### Exercise goal
Could you arrange the lines below as a numbered list, leaving out the blank ones?

Collection entries:
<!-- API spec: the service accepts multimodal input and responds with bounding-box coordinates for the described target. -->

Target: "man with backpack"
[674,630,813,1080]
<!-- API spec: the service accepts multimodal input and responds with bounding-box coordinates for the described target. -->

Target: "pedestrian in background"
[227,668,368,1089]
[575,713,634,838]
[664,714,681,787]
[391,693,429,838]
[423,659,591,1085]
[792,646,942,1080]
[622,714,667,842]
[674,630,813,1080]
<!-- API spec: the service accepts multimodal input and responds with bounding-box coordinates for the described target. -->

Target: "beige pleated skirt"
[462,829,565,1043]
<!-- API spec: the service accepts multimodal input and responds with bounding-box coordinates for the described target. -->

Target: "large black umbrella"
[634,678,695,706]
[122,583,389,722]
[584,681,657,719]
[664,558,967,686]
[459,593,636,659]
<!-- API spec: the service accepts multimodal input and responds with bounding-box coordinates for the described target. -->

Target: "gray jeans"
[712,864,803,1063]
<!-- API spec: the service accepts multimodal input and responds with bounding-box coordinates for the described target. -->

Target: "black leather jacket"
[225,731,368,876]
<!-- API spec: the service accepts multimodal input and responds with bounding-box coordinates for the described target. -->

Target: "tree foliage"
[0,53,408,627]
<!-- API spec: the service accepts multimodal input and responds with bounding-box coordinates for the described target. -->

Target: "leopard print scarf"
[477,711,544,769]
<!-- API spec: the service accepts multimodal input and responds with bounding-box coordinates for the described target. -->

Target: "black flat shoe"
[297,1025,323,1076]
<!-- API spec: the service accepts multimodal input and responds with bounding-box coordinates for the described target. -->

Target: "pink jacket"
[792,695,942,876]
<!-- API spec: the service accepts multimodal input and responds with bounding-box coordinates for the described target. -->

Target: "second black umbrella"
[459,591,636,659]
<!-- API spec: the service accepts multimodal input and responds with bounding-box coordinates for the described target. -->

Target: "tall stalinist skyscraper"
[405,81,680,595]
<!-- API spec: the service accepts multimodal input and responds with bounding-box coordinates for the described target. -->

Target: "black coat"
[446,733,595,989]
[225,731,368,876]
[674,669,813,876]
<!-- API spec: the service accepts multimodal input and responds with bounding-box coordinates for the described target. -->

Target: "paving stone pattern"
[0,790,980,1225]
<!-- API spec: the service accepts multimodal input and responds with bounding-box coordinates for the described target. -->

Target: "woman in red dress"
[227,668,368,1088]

### Answer for this exercise
1. <!-- API spec: the service accepts multimodal input and responds with bounding-box coordinates for the described target. -->
2. Target: "man with backpack"
3. [674,630,813,1080]
4. <!-- API spec: the service accepts multimodal input and responds with bounding-box coordinates for the described target. -->
5. Target: "pedestrian in background"
6. [227,668,368,1089]
7. [575,713,634,838]
8. [664,714,681,787]
9. [391,693,429,838]
10. [423,659,591,1085]
11. [792,646,942,1080]
12. [622,714,667,842]
13. [674,630,813,1080]
14. <!-- API spec: the service accepts multimodal input and responds with bounding-box coordinates for the described target. -->
15. Target: "beige pleated skirt"
16. [462,829,565,1043]
17. <!-- API spec: the service accepts multimodal input and responds with bounding-box coordinates for the described target. -->
18. Target: "large black umbrella"
19. [634,678,695,706]
20. [122,583,389,722]
21. [584,681,657,719]
22. [664,558,967,686]
23. [459,593,636,659]
24. <!-- API spec: the service accepts multimodal input and responds with bounding-box coordinates for the described target. -->
25. Target: "gray jeans"
26. [712,864,803,1063]
27. <!-- API spec: the service accepts multimodal input and responds with bounding-box coordinates for the described target. -->
28. Target: "black leather jacket"
29. [225,731,368,876]
30. <!-- API spec: the service accepts multimodal input and responds with bounding-box coordinates for the described target. -->
31. Target: "tree foliage"
32. [0,53,408,627]
33. <!-- API spec: the service accepts multimodal input and responds with bounding-box coordinates for the described target. -->
34. Target: "leopard print scarf"
35. [477,711,544,769]
36. <!-- API spec: the service accepts multimodal input and responds with bounding-box coordinates for the described target. -->
37. Target: "black flat shoe"
38. [297,1025,323,1076]
39. <!-- API spec: the service accepts multimodal input and responds with bounding-box coordinates for the described target. -->
40. Target: "pink jacket"
41. [792,695,942,876]
42. <!-- API spec: the service accepts multimodal input and responds with bounding-box coordinates for the described target. -->
43. Target: "second black umbrella"
44. [459,591,636,659]
45. <!-- API spec: the service accepts multimodal input and responds with bounding-box coordinates for the described target. -->
46. Target: "tall stalinist skyscraper"
47. [405,81,680,595]
48. <!-- API spec: the service accepts multimodal input and responds with bounding-box coordinates for the described target. -->
49. Target: "black coat"
50. [446,733,595,989]
51. [225,731,368,876]
52. [674,669,813,876]
53. <!-- API spec: the service accepts multimodal input and responds with bounding-box coordinates for the described target. -->
54. Target: "paving stone pattern"
55. [0,790,980,1225]
56. <!-- API spec: the service accepts multimodal input and responds with bounding-box coordinates for the described target. -->
57. Target: "woman in red dress"
58. [227,668,368,1088]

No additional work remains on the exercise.